Tuvimos que esperar unos minutos hasta que la placenta salió, fue una última pequeña contracción que, después del trabajo realizado hasta ese momento, resulto hasta gratificante. La depositaron encima de una mesa y nos animaron a asomarnos a verla, aunque al papá le advirtieron que podría ser algo desagradable y que no a todo el mundo les gustaba verlo. No obstante, decidió verla. Yo guardo un recuerdo bonito de aquella visión, era como un órgano muy grande, viscoso, rojo lleno de sangre. Había sido el hogar de mi pequeña y había estado dentro de mi, cuidándola y transmitiéndola todo lo bueno y por desgracia, también lo malo que yo tenía para darla. Por último, la enfermera empujo levemente mi tripa, por la zona del útero y noté cómo salía gran cantidad de sangre. Querían que me quedara lo más limpia posible por dentro antes de proceder a limpiar la zona y coser la herida.
Comenzaron a coserme, estaba completamente consciente y sentía todo. Noté perfectamente cómo pasaban la aguja o el instrumento que estuvieran utilizando. Le pregunté varias veces a mi matrona cuantos puntos iba a darme ya que era algo me preocupaba bastante tras mi primer parto y aquellos siete puntos que me impidieron sentarme con normalidad al menos durante el primer mes de vida del pequeño que ahora, se había convertido en el mayor. No sabía decirme, tenía que inspeccionar bien la zona antes de decirme algo, pero en seguida me dijo que daría los puntos por dentro, con lo que el desgarro, no se vería. Tras volver a preguntarla, ya me dio la cifra: cinco. Cinco serían los puntos que necesitaba y aquel número me puso triste, pensé si habría sido posible haber tenido aquel parto tan maravilloso sin haberme rajado. Le transmití mi preocupación a mi matrona y ésta me dijo, que tras un desgarro con el primer parto, en éste era casi imposible que no sufriera de nuevo. Aquellas palabras, viniendo de la persona que me había escuchado y apoyado en mis decisiones durante mi parto, me hicieron quedarme más tranquila.

* Entradas de datos
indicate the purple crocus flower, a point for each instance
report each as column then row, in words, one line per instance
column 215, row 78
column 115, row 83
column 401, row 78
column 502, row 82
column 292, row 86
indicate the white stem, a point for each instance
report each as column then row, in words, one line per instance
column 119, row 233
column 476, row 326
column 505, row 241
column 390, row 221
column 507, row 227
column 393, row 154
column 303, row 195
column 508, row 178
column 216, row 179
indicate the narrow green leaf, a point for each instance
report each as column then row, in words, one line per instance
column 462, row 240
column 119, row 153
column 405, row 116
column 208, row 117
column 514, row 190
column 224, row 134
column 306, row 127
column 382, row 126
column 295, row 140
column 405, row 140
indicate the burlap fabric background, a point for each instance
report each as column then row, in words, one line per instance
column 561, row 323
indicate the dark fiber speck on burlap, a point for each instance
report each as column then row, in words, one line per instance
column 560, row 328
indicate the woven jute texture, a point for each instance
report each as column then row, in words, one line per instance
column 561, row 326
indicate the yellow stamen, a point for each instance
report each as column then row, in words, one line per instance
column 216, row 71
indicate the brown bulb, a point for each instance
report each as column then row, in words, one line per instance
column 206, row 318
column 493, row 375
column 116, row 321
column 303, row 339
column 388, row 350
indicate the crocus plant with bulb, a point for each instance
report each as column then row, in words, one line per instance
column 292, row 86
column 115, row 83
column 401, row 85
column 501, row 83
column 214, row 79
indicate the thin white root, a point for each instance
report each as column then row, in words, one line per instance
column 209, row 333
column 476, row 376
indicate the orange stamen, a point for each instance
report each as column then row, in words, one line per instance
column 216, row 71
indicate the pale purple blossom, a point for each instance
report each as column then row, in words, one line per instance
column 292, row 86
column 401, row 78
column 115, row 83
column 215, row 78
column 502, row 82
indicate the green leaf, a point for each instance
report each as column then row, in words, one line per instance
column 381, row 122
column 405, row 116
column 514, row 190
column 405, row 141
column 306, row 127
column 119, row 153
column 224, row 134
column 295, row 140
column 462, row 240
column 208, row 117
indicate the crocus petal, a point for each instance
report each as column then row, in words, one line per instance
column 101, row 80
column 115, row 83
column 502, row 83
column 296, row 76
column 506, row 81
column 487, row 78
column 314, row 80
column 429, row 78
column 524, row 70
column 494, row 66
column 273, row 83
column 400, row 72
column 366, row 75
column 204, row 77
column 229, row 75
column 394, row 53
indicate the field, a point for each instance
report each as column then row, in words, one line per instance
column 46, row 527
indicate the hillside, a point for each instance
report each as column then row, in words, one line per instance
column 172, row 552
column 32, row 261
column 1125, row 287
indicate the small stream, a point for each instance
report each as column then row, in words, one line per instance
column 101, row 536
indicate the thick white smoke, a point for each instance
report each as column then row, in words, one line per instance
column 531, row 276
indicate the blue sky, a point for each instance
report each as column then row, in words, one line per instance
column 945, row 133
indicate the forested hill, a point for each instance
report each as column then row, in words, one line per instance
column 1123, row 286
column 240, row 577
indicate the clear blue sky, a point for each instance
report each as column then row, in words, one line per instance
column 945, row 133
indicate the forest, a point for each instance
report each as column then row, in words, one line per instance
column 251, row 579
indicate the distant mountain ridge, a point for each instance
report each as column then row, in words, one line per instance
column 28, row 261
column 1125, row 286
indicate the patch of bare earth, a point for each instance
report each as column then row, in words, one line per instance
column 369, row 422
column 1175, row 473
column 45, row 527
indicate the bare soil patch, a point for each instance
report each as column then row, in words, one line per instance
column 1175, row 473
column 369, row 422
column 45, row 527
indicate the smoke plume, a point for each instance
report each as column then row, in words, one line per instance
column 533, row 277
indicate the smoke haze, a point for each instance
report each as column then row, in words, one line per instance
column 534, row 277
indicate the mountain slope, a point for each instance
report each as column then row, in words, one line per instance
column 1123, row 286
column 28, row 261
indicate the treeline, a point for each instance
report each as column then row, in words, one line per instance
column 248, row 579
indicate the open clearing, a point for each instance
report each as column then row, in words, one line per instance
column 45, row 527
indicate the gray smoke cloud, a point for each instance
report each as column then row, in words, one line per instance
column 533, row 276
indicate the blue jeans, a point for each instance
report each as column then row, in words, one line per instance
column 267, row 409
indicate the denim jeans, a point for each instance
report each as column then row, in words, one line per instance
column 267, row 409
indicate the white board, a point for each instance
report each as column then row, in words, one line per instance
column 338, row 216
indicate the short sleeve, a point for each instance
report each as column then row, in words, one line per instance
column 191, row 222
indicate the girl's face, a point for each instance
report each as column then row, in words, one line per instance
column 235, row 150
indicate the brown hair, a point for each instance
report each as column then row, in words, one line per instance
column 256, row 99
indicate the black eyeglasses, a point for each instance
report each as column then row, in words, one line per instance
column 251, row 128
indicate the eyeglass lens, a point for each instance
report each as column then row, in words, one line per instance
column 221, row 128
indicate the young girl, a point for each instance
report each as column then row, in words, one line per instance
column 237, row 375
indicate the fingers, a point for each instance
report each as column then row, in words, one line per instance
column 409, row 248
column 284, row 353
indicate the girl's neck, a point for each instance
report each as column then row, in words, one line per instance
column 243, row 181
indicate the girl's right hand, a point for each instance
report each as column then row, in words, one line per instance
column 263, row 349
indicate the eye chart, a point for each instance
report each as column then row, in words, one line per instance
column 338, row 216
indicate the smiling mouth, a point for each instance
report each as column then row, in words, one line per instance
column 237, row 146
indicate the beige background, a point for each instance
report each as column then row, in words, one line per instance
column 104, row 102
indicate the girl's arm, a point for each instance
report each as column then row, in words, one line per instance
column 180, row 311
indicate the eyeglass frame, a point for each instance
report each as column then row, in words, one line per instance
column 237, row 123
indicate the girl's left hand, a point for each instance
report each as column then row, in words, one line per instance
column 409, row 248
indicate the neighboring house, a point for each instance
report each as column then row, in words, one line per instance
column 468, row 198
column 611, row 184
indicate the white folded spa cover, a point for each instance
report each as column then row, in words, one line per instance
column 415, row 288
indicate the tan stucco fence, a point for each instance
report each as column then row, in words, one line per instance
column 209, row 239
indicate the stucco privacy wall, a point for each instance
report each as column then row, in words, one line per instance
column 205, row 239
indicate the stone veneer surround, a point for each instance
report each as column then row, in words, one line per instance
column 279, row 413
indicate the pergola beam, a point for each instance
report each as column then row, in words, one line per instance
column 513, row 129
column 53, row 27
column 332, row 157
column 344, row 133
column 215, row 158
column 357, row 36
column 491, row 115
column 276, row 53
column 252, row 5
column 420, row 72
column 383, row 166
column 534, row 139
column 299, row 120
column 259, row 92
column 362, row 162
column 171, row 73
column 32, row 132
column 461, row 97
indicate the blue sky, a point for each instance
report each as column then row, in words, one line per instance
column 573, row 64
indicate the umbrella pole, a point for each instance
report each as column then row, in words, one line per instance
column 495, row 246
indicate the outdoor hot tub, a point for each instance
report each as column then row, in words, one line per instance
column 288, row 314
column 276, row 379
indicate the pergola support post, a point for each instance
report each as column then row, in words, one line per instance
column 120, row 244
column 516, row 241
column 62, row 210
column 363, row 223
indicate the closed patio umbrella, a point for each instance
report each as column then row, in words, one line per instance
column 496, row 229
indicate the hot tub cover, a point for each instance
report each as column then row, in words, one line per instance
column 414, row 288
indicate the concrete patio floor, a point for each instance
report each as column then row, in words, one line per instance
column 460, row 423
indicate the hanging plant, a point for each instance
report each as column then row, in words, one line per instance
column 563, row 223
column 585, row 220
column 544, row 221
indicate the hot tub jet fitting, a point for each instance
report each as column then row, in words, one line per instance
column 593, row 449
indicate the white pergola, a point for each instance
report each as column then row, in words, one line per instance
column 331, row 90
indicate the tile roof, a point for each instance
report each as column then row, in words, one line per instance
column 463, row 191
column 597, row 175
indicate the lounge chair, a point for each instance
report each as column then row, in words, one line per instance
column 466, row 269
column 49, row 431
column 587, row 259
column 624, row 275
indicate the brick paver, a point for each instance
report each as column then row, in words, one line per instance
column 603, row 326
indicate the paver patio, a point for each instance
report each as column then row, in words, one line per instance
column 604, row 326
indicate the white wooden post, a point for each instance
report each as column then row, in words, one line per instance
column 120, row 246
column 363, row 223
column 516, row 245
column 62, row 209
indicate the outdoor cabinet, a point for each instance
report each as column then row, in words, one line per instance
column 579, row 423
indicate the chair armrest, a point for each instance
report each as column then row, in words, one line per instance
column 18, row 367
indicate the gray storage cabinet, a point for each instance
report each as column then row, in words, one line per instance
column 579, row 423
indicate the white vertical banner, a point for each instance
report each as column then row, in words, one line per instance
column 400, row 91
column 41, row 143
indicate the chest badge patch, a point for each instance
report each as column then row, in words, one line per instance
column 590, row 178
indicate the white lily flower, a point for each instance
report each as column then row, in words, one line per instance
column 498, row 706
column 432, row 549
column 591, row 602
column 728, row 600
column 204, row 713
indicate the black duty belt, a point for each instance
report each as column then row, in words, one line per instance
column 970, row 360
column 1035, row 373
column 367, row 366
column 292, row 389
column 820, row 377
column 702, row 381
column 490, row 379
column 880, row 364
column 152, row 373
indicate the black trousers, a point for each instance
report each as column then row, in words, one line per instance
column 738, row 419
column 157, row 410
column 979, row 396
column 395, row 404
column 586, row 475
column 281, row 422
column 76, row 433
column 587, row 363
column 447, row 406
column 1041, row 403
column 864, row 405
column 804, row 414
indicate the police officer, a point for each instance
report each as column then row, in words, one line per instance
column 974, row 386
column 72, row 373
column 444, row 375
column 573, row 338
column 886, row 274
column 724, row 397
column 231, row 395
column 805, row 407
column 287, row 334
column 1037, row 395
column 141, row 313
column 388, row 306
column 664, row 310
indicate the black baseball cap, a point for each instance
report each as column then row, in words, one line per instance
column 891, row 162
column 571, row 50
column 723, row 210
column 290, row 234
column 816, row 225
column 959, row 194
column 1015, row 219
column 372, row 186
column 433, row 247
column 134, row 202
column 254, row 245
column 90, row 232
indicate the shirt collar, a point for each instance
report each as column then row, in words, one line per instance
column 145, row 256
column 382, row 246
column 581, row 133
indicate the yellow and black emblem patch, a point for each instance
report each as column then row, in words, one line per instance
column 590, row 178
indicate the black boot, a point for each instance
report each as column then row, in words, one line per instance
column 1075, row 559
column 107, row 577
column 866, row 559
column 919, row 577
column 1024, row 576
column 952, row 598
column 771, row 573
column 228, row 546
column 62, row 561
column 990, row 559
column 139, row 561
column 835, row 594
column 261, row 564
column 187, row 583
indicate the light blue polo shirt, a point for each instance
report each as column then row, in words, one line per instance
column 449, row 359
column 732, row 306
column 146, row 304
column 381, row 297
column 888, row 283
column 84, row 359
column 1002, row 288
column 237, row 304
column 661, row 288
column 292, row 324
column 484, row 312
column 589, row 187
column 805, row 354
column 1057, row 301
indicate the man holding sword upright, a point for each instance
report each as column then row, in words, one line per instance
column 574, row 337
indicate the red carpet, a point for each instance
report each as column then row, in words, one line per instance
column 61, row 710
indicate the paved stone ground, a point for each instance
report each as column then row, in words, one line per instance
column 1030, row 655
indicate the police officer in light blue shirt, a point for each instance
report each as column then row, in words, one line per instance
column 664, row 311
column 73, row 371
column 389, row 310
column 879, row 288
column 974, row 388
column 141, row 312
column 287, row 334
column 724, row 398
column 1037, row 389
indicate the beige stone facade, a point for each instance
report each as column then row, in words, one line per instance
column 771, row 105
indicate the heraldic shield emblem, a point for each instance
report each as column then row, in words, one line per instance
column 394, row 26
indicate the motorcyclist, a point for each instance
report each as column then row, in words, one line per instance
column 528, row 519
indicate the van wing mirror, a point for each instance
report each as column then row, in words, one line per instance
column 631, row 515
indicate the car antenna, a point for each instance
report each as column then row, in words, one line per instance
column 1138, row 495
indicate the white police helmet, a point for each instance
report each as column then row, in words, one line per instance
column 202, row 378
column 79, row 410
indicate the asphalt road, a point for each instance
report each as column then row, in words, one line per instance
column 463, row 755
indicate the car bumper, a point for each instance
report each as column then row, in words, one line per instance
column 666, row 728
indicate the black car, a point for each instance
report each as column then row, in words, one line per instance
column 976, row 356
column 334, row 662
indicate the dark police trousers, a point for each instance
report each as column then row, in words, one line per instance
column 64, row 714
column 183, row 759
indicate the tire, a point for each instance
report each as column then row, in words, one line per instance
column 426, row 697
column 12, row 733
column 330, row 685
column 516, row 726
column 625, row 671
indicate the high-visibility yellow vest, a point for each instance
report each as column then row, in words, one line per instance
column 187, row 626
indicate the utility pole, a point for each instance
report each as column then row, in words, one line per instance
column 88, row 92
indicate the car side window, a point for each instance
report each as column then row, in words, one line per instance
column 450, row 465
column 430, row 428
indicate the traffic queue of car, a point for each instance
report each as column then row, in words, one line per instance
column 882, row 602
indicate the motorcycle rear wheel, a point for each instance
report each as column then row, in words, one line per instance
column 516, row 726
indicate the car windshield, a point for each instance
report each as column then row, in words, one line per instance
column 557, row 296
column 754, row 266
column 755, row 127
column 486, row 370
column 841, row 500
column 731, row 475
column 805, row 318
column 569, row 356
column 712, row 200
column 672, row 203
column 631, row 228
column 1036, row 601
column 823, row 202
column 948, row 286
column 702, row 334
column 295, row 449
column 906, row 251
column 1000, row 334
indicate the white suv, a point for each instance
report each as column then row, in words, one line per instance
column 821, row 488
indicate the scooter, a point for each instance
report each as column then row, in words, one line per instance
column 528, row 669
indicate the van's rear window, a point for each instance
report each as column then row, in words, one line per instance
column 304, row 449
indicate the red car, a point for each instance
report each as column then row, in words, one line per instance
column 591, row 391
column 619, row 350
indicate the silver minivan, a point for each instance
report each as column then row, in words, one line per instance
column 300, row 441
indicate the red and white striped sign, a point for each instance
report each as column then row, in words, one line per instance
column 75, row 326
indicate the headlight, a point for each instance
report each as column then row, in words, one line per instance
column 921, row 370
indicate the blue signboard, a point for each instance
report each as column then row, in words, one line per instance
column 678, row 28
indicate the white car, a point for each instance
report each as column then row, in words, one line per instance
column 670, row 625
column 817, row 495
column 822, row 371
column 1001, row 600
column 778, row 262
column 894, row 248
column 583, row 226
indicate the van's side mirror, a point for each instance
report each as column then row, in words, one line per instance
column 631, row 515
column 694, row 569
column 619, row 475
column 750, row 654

* Requisitos de la tarea
A - Devuelva sin cambios el pasaje del relato del parto que va desde "Tuvimos que esperar" hasta "coser la herida.".
B - Según el relato del parto, ¿cuántos puntos fueron necesarios tras el primer parto?

* Resultados obtenidos
A -
Tuvimos que esperar unos minutos hasta que la placenta salió, fue una última pequeña contracción que, después del trabajo realizado hasta ese momento, resulto hasta gratificante. La depositaron encima de una mesa y nos animaron a asomarnos a verla, aunque al papá le advirtieron que podría ser algo desagradable y que no a todo el mundo les gustaba verlo. No obstante, decidió verla. Yo guardo un recuerdo bonito de aquella visión, era como un órgano muy grande, viscoso, rojo lleno de sangre. Había sido el hogar de mi pequeña y había estado dentro de mi, cuidándola y transmitiéndola todo lo bueno y por desgracia, también lo malo que yo tenía para darla. Por último, la enfermera empujo levemente mi tripa, por la zona del útero y noté cómo salía gran cantidad de sangre. Querían que me quedara lo más limpia posible por dentro antes de proceder a limpiar la zona y coser la herida.

B - Siete puntos.